QUELLTEXT ->
((
NRW: vornehmstes Bildungsziel ist „Ehrfurcht vor Gott“

Man könnte meinen, Staat und Kirche seien in Deutschland getrennt. In Nordrhein-Westfalen zumindest ist das nicht so. Dort lernen die Schüler rechnen und schreiben und lesen auf einer ganz besonderen Grundlage. In Artikel 7 der Landesverfassung heißt es:

(1) Ehrfurcht vor Gott, Achtung vor der Würde des Menschen und Bereitschaft zum sozialen Handeln zu wecken, ist vornehmstes Ziel der Erziehung.

Ehrfurcht wird von Wikipedia als Begriff „für eine mit Verehrung einhergehende Furcht“ definiert. Der Brockhaus von 1896 meint, Ehrfurcht sei

der höchste Grad der Ehrerbietung, das Gefühl der Hingabe an dasjenige, was man höher schätzt als sich selbst, sei es eine Person oder eine geistige Macht, wie Vaterland, Wissenschaft, Kirche, Staat, Menschheit, Gottheit.
))
KURZE AUFGABE A -> Wie lautet im Text zum Bildungsziel in NRW der Abschnitt, der mit den Worten "der höchste Grad" einsetzt und mit "Staat, Menschheit, Gottheit." schließt? Gib ihn wortgetreu wieder.
KURZE AUFGABE B -> Wie geht der Text zum Bildungsziel in NRW weiter? Führe ihn im Anschluss an seinen letzten Satz fort.

Auszug aus einem Datensatz:
((
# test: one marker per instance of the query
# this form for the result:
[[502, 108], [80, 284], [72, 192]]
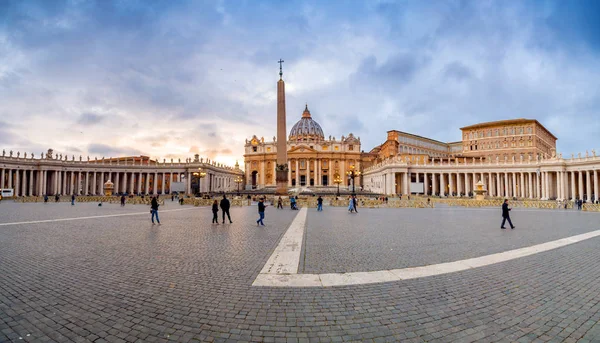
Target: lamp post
[[337, 180], [199, 174], [352, 174], [238, 180]]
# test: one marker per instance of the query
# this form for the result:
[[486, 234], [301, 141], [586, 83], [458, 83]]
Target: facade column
[[529, 178], [30, 192], [297, 173], [44, 184], [187, 181], [155, 183], [117, 182], [132, 184], [559, 187], [588, 186], [147, 188]]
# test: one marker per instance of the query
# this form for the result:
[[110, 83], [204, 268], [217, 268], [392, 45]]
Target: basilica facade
[[314, 161]]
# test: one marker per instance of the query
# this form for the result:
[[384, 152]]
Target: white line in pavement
[[90, 217], [280, 278], [286, 257]]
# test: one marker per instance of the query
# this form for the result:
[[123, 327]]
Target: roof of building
[[306, 128], [507, 122], [417, 136]]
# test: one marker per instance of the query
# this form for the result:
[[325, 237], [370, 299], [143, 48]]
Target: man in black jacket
[[506, 215], [225, 208]]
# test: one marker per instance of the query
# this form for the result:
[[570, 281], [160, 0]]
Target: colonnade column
))
ENDERGEBNIS A ->
der höchste Grad der Ehrerbietung, das Gefühl der Hingabe an dasjenige, was man höher schätzt als sich selbst, sei es eine Person oder eine geistige Macht, wie Vaterland, Wissenschaft, Kirche, Staat, Menschheit, Gottheit.

ENDERGEBNIS B ->
Nun wurde die NRW-Landesverfassung 1950 beschlossen, da sprach man generell etwas pathetischer (wobei Achtung vor der Menschenwürde und Bereitschaft zum sozialen Handeln Erziehungsziele sind, die man nicht besser formulieren kann). Dennoch darf man fragen, ob es zeitgemäß ist, Schülern – zumindest absichtsweise – Ehrfurcht vor irgendetwas beizubringen, zumal vor Gott, und das noch als eines der wichtigsten Ziele. Schule sollte weder Furcht noch Ehrfurcht vermitteln, sondern Wissen, soziales Handeln und Respekt vor Differentem. Davon abgesehen sind schätzungsweise die Hälfte aller Schüler nicht einmal mehr christlichen Glaubens. Wenn schon, dann sollte man den Artikel 7 um Allah, Buddha, den Dalai Lama und Tom Cruise ergänzen.

Die Trennung von Staat und Kirche hat in Deutschland nie stattgefunden, das sieht man bei der Kirchensteuer, den Rundfunkräten, den kirchlichen Krankenhäusern, dem Religionsunterricht und der NRW-Landesverfassung.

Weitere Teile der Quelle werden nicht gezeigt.